** Text extract **

Three Stories
Cui Cancan


Huang Yishan tells stories. He makes art historical allusions, referencing Michelangelo’s Night, the snakes curled around Laocoon, and Beuys’ overcoat. Sometimes, he directly utilizes pictures so that history appears vividly in the work; sometimes, he is not faithful to the original work, making various alterations to gradually distance it from historical experience. Even in cases of direct appropriation, he always provides an entirely new context, which makes the information both familiar and strange.

The stories are determined by the content, but also by the storyteller’s perspective, skill, and context provided. In his images, there are multiple spatial narratives, and the perspectives and methods of realization are very diverse. Therefore, the context for Huang’s work is not immediately obvious, and viewers must engage with “the gaze,” constantly pulling closer and pushing away, finding clues and feelings, and hovering between similarity and dissimilarity, large and small, presence and absence.

(I)

The exhibition begins with three works, representing three stories. The first story relates Huang Yishan’s dissatisfaction with the painting principles he learned in school. In the work, he is a person encircled by walls, with Vincent van Gogh’s famed painting Prisoners Exercising hanging nearby. The painting expresses an emotion, and when paired with this mood, the enclosed spaces and painting-within-a-painting become resources for Huang’s later work.

In these later pieces, the painting-within-a-painting becomes an increasingly rich motif, and the scenes created around it are more complex. The original paintings come from different periods and mediums and have different roles and functions in Huang’s paintings. In Unfinished Portrait of an Old Man, Huang Yishan attempts to complete one of Li Tiefu’s unfinished portraits. Obviously, this choice suggests deeper meanings, as Huang creates a dialogue across time with Li, a pioneer of Chinese oil painting. However, this dialogue is dislocated and fabricated. Huang relies on his own imagination and techniques passed down for one hundred years, perpetuating the shortcomings or regrets in painting history. The fabricated painting-within-a-painting motif is also present in Self-Portrait of Picasso. Based on a picture of Picasso, Huang imitates Picasso’s Cubist style and “helps” him to complete a self-portrait that did not previously exist.

In Huang’s work, the fabrication sometimes stems from creative juxtaposition, which is best represented by Two Coats. There are two pieces of clothing in the image; one is the overcoat that Beuys often wore, and the other was a women’s style that Huang Yishan created based on it; they are hanging in opposite corners of the room. Strange juxtapositions and different scenes make the semantics of this painting more mysterious. The painting is set within a confined space and we cannot find a way out of it. A painting-within-a-painting is extended and given new life in many of Huang’s works; the painting draws us in, but it is also isolated in space. Therefore, an encircled person and an enclosed space are always hovering at the beginning of this story.

(II)

The second story begins with a question. Huang Yishan often depicts floor tiles in his work and imagines presenting lawns from a parallel perspective. This method means that progress is very slow; he can only paint three or four centimeters per day. Over a long period of time, the grass is meticulously arranged using repeated motions, reflecting his later working methods.

Thickness, material, technique, labor, and intense texture are the most notable traits of Huang’s works. These narratives of materiality can only be achieved through a lot of effort, requiring significant time and energy. Huang’s work is slow, and his methods are akin to a construction project or shaping an exquisite piece of stone. He has established rigorous steps in his production; he draws a sketch, creates a computer model, and re-calculates the structures and modules. Developing the texture and deploying or adding various materials is just one-third of the project.

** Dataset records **
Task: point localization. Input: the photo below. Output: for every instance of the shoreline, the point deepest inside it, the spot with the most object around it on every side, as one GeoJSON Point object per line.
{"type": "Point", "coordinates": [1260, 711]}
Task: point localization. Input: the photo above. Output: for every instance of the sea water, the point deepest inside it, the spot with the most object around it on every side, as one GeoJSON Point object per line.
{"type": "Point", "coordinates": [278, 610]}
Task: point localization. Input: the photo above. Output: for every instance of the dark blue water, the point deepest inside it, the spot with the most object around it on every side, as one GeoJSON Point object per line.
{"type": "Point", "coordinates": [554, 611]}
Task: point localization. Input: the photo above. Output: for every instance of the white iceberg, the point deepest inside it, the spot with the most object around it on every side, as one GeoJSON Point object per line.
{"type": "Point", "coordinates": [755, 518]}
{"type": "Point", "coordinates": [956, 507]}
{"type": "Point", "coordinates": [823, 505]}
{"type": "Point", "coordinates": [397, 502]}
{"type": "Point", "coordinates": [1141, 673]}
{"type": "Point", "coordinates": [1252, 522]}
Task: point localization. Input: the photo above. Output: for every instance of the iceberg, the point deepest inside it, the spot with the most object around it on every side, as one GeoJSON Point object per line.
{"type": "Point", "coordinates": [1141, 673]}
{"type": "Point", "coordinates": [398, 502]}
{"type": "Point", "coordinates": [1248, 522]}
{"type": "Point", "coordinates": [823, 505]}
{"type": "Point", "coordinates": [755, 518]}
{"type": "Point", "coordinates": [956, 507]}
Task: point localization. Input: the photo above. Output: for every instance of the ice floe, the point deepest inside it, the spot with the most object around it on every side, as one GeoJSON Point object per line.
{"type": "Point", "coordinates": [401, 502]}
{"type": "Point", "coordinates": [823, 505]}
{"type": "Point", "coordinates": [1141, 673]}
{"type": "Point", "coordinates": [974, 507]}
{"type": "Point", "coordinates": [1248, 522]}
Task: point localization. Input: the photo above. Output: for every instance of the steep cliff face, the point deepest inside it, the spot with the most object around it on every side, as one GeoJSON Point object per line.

** What this exercise asks **
[A] Print the passage of the essay on Huang Yishan between "Thickness, material, technique, labor, and" and "of the project.", inclusive.
[B] Answer the following questions using the essay on Huang Yishan:
(i) Which painting by Vincent van Gogh hangs near the encircled figure in the first story?
(ii) How many centimeters per day can Huang paint when presenting lawns from a parallel perspective?
(iii) Whose unfinished portrait does Huang attempt to complete in Unfinished Portrait of an Old Man?

** Final results **
[A]
Thickness, material, technique, labor, and intense texture are the most notable traits of Huang’s works. These narratives of materiality can only be achieved through a lot of effort, requiring significant time and energy. Huang’s work is slow, and his methods are akin to a construction project or shaping an exquisite piece of stone. He has established rigorous steps in his production; he draws a sketch, creates a computer model, and re-calculates the structures and modules. Developing the texture and deploying or adding various materials is just one-third of the project.

[B]
(i) Prisoners Exercising
(ii) Three or four centimeters
(iii) Li Tiefu's